Extract Block Start

The subject’s task is to hold a metal-tipped stylus in 9 progressively smaller hole sizes without touching the sides. The effects on steadiness of right vs. left hands, resulting from administration of psychoactive drugs can be observed and accurately measured.

- Driving
1. Real Traffic
'nuff said.
2. Driving Simulator Tests Example: Brake Reaction Time (BRT)
BRT is used as a measure of cognitive and psychomotor performance including attentional efficiency. It is assessed in an automatic, dual control car, on a closed circuit. A red lamp mounted on the bonnet simulates the brake light of an imaginary vehicle in front of the test car. The lamp is illuminated at random intervals throughout the test. The subject is required to extinguish the lamp as quickly as possible, by depressing the brake pedal. The interval between the illumination of the red light and the initiation of braking is measured in milliseconds. A microcomputer is used to control the presentation of the stimuli and to record the results. Each test consists of 25 BRT trials. The mean latency of BRT following the illumination of red lamp is recorded. BRT is sensitive to pychotropic drug effects and provides results, which are consistent with laboratory measures of reaction times (CRT) and psychomotor performance.

1. SMA - Spontaneous Motor Activity.
The Animal Activity Monitor incorporates highly sensitive electronic capacitive sensors to detect changes in vibratory movements on the platform of the animal cage as a function of psychoactive drug ingestion/administration. The animal is placed inside an acrylic transparent cage that rests on the sensor platform. Testing can be conducted in complete darkness,or in bright sunlight. Ambient illumination is not a limiting factor as in most photocell activity monitors.It detects ambulatory movements as well as stereotypic activity like grooming, scratching, digging, etc. Vibrations caused by the animal activity produce proportional electrical signals. These are electronically processed to generate trigger pulses and drive a Digital Counter. Every count registered is accompanied by a flashing LED and beeper. The sensitivity of the animal activity monitor is adjustable as per user’s experimental requirements. An optional Timer is available to programme experiment  times from 1 to 99 minutes.

- Respondent Conditioning

1. Pavlovian conditioning example: Conditioned Place Preference (CPP)

Extract Block End
Stored data Block Start

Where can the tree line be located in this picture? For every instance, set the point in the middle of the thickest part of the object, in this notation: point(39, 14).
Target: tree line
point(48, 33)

Stored data Block End

◆ **Check your understanding**
• A. Reproduce word for word the part of the extract on drug-effect testing that begins at the words "The subject’s task" and stops after "and accurately measured.".
• B. Answer these questions from the extract on drug-effect testing, putting each answer on its own line and marking it like its question.
(i) How many progressively smaller hole sizes does the subject hold the stylus in?
(ii) How many BRT trials make up each test?
(iii) What range of experiment times can the optional Timer be programmed for?
• C. Write the next part of the extract on drug-effect testing, picking up after its final heading.

◆ **Written responses**
• A.
The subject’s task is to hold a metal-tipped stylus in 9 progressively smaller hole sizes without touching the sides. The effects on steadiness of right vs. left hands, resulting from administration of psychoactive drugs can be observed and accurately measured.

• B.
(i) 9
(ii) 25
(iii) From 1 to 99 minutes

• C.
The apparatus consists of two compartments that vary along several sensory dimensions, including the characteristics of the floor and the pattern or color of the walls. After each compartment has been repeatedly paired with drug or saline administration, the reinforcing or aversive effect of the drug is determined in a test session in which the animal has access to both compartments, and the amount of time spent in each is monitored with photocells or by visual observation.

- Operant Conditioning


1. schedules of reinforcement
  • Fixed Ratio Schedule (FR): A set number of correct responses must be made to obtain a reinforcer
  • Variable Ratio Schedule (VR): Varied number of correct responses must be made to get a reinforcer
  • Fixed Interval Schedule (FI): The first correct response made, after a certain amount of time has elapsed, is reinforced

2. Avoidance Operants:
Signal --> Response -->No shock
Signal --> No Response-->Shock

3. Escape Operants (Sidman Avoidance):
Shock-->Response--->no shock

4. Escape-Avoidance Operants:
Signal --> Response -->No shock
Signal --> No Response->Shock-->Response-->no shock

5. Punishment Operants:
phase 1: Response -->No shock + Reinforcement
phase 2: Response -->Shock + Reinforcement

6. Drug state discrimination:
Stimulus Properties of Drugs
- drugs can act as discriminative stimuli
- can be used to investigate new drugs
- can be used to investigate physiological mechanisms responsible for the
subjective effect of a drug.
- Summary of Differences Between Respondent (Pavlovian) and Operant Learning:
- Drug Development and Testing:

1. initial screening - nonhuman testing
ED50 and LD50

2. phase 1 - human testing
Toxicity and side effects

3. phase 2 - tested on patients

4. phase 3 - Clinical trials
3 groups design

5. phase 4 - extended data collection
often no compulsory reporting of side effects.